» **Goal of the exercise**
Write out all of the records below word for word, without changing or omitting anything.

Collected data entries:
* START *

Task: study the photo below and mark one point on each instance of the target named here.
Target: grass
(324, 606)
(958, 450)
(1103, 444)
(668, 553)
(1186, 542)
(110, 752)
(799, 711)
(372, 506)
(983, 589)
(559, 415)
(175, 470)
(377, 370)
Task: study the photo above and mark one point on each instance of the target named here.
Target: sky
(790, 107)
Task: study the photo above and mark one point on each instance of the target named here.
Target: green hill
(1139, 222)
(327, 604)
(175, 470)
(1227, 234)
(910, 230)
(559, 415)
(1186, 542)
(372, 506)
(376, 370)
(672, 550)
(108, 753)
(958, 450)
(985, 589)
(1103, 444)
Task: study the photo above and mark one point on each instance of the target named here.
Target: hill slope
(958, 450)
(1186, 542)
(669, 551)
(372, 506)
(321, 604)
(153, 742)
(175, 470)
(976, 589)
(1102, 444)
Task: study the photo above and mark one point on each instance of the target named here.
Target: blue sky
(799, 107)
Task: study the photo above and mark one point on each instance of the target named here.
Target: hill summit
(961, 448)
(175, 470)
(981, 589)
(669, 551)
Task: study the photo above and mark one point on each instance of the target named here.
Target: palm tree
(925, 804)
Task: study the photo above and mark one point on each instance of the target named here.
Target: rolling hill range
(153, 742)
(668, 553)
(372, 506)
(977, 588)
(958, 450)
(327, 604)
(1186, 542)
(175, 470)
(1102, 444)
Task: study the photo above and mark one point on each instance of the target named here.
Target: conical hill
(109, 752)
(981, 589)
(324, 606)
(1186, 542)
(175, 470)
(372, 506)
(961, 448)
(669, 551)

* END *

» **Right answer**
Task: study the photo below and mark one point on each instance of the target named here.
Target: grass
(324, 606)
(958, 450)
(1103, 444)
(668, 553)
(1186, 542)
(110, 752)
(799, 711)
(372, 506)
(983, 589)
(559, 415)
(175, 470)
(377, 370)
Task: study the photo above and mark one point on each instance of the target named here.
Target: sky
(790, 107)
Task: study the photo above and mark one point on each instance of the target named here.
Target: green hill
(1139, 222)
(327, 604)
(175, 470)
(1227, 234)
(910, 230)
(559, 415)
(1186, 542)
(372, 506)
(376, 370)
(672, 550)
(108, 753)
(958, 450)
(985, 589)
(1103, 444)
Task: study the photo above and mark one point on each instance of the target named here.
Target: hill slope
(958, 450)
(1186, 542)
(669, 551)
(372, 506)
(321, 604)
(153, 742)
(175, 470)
(976, 589)
(1102, 444)
Task: study the photo above and mark one point on each instance of the target named here.
Target: blue sky
(799, 107)
Task: study the photo above and mark one point on each instance of the target named here.
Target: hill summit
(961, 448)
(175, 470)
(981, 589)
(669, 551)
Task: study the photo above and mark one point on each instance of the target named here.
Target: palm tree
(925, 804)
Task: study the photo above and mark one point on each instance of the target named here.
Target: rolling hill range
(153, 742)
(668, 553)
(372, 506)
(977, 588)
(958, 450)
(327, 604)
(1186, 542)
(175, 470)
(1102, 444)
Task: study the photo above and mark one point on each instance of the target named here.
Target: conical hill
(109, 752)
(981, 589)
(324, 606)
(1186, 542)
(175, 470)
(372, 506)
(961, 448)
(669, 551)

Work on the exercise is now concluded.